── Document extract

Since the channel estimation method does not know ${\mathbf{A}}_{\mathrm{I}}$ and ${\mathbf{A}}_{\mathrm{B}}$, we will employ the virtual channel form to rebuild (8) as

$$\mathbf{G}={\mathbf{V}}_{\mathrm{I}}{\mathbf{G}}_{\mathrm{V}}{\mathbf{V}}_{\mathrm{B}}^H,$$

(9)

where the unitary discrete Fourier transform (DFT) matrices of size $N\times N$ and $M\times M$, respectively, are denoted by ${\mathbf{V}}_{\mathrm{I}}$ and ${\mathbf{V}}_{\mathrm{B}}$. ${\mathbf{G}}_{\mathrm{V}}$ represents the dimension $N\times M$ of the virtual channel element matrix.

2.2. Transmission Scheme

In this paper, we consider a time-division duplexing (TDD) system and assume that the BS–IRS channel remains constant within each transmission frame. The transmission frame under consideration comprises T time blocks, each containing $\tau$ time slots/symbols, as illustrated in Figure 2. During a time block, the IRS-MS channel is static.

────

* **Request 1**
Return the stretch of the channel estimation passage from "2.2. Transmission Scheme" through "channel is static.".
The text and the records come from separate, unrelated sources.

── Given data

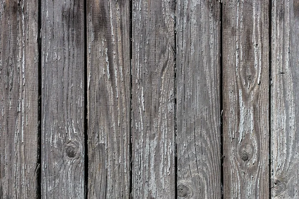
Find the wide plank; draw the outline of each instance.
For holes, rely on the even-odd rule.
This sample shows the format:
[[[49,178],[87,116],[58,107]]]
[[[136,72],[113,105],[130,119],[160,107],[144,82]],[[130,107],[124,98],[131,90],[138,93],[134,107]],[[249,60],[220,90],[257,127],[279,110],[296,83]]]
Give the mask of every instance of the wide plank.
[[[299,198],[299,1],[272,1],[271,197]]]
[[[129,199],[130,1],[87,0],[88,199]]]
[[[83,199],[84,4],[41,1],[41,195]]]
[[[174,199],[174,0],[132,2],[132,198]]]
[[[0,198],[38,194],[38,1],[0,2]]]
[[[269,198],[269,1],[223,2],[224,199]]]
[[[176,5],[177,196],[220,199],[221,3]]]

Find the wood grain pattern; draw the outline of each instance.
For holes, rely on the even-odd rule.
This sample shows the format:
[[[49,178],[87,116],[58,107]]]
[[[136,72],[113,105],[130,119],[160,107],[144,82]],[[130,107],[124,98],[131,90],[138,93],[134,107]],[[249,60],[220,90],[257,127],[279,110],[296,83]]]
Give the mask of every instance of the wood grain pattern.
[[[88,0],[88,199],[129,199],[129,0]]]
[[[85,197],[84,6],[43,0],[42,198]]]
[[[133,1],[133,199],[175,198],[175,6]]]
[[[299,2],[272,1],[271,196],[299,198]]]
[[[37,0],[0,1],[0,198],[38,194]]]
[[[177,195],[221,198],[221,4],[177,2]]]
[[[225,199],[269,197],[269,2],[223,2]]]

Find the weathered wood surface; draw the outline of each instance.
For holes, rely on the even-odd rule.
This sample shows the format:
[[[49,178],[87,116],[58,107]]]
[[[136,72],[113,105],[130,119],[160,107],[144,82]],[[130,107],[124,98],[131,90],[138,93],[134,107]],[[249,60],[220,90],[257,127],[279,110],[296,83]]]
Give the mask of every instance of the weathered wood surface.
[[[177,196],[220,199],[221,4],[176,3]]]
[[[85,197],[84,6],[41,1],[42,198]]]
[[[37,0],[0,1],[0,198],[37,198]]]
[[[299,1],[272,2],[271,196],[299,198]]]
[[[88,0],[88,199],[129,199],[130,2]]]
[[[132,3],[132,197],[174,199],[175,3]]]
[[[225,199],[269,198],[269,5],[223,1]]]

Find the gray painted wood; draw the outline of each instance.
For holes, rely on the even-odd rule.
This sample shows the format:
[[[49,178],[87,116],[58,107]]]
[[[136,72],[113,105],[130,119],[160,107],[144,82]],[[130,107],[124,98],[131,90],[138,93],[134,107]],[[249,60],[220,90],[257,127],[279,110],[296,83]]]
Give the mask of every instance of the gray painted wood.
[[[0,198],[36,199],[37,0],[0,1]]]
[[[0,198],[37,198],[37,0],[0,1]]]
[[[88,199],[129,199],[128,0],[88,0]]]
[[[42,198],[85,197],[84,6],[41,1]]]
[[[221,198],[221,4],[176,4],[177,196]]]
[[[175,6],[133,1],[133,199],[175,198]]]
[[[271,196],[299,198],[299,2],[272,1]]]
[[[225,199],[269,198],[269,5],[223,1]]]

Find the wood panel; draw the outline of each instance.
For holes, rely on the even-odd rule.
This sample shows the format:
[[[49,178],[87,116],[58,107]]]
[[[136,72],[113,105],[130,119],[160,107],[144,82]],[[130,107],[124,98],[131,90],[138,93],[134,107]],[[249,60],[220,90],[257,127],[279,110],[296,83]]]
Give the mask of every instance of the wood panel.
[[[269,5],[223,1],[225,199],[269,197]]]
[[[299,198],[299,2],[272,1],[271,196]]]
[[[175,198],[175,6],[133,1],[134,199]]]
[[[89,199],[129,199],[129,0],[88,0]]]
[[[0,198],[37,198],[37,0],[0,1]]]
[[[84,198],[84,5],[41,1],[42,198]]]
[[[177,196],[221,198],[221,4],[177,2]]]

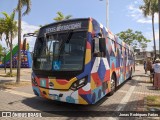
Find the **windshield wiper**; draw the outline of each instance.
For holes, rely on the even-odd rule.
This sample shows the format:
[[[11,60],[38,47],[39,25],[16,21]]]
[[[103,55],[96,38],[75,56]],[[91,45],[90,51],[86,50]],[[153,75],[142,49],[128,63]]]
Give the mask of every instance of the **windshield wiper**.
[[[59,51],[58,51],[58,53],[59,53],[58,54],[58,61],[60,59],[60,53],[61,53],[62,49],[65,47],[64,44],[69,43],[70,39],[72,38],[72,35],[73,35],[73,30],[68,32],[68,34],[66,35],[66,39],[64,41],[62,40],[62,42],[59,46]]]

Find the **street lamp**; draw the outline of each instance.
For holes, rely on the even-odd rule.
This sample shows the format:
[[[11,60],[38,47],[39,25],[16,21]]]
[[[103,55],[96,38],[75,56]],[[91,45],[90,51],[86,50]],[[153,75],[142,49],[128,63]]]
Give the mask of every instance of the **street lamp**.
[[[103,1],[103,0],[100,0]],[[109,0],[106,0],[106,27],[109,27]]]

────

* **Request 2**
In the records, retype only the stretch from the line that contains "Find the weathered" through the line that contains "[[[177,196],[221,198],[221,4],[177,2]]]".

* **Written solution 1**
2.2. Transmission Scheme

In this paper, we consider a time-division duplexing (TDD) system and assume that the BS–IRS channel remains constant within each transmission frame. The transmission frame under consideration comprises T time blocks, each containing $\tau$ time slots/symbols, as illustrated in Figure 2. During a time block, the IRS-MS channel is static.

* **Written solution 2**
Find the weathered wood surface; draw the outline of each instance.
For holes, rely on the even-odd rule.
This sample shows the format:
[[[49,178],[87,116],[58,107]]]
[[[136,72],[113,105],[130,119],[160,107],[144,82]],[[130,107],[124,98],[131,90],[138,93],[134,107]],[[249,60],[220,90],[257,127],[279,110],[296,83]]]
Give the mask of every instance of the weathered wood surface.
[[[177,196],[220,199],[221,4],[176,3]]]
[[[85,197],[84,6],[41,1],[42,198]]]
[[[37,0],[0,1],[0,198],[37,198]]]
[[[299,1],[272,2],[271,196],[299,198]]]
[[[88,0],[88,199],[129,199],[130,2]]]
[[[132,3],[132,197],[174,199],[175,3]]]
[[[225,199],[269,198],[269,5],[223,1]]]

Find the gray painted wood; draw the outline of each instance.
For holes, rely on the even-odd rule.
This sample shows the format:
[[[49,178],[87,116],[58,107]]]
[[[136,72],[113,105],[130,119],[160,107],[144,82]],[[130,107],[124,98],[131,90],[138,93],[134,107]],[[249,60],[220,90],[257,127],[279,110],[296,83]]]
Give the mask of every instance of the gray painted wood.
[[[0,198],[36,199],[37,0],[0,1]]]
[[[0,198],[37,198],[37,0],[0,1]]]
[[[88,199],[129,199],[128,0],[88,0]]]
[[[42,198],[85,197],[84,6],[41,1]]]
[[[221,198],[221,4],[176,4],[177,196]]]
[[[175,6],[133,1],[133,199],[175,198]]]
[[[271,196],[299,198],[299,2],[272,1]]]
[[[225,199],[269,198],[269,5],[223,1]]]

Find the wood panel; draw the outline of each instance.
For holes, rely on the even-odd rule.
This sample shows the format:
[[[49,178],[87,116],[58,107]]]
[[[136,72],[113,105],[130,119],[160,107],[144,82]],[[130,107],[124,98],[131,90],[138,93],[134,107]],[[249,60],[220,90],[257,127],[279,110],[296,83]]]
Give the mask of every instance of the wood panel.
[[[269,5],[223,1],[225,199],[269,197]]]
[[[299,198],[299,2],[272,1],[271,196]]]
[[[175,198],[175,6],[133,1],[134,199]]]
[[[89,199],[129,199],[129,0],[88,0]]]
[[[0,198],[37,198],[37,0],[0,1]]]
[[[84,198],[84,5],[41,1],[42,198]]]
[[[177,196],[221,198],[221,4],[177,2]]]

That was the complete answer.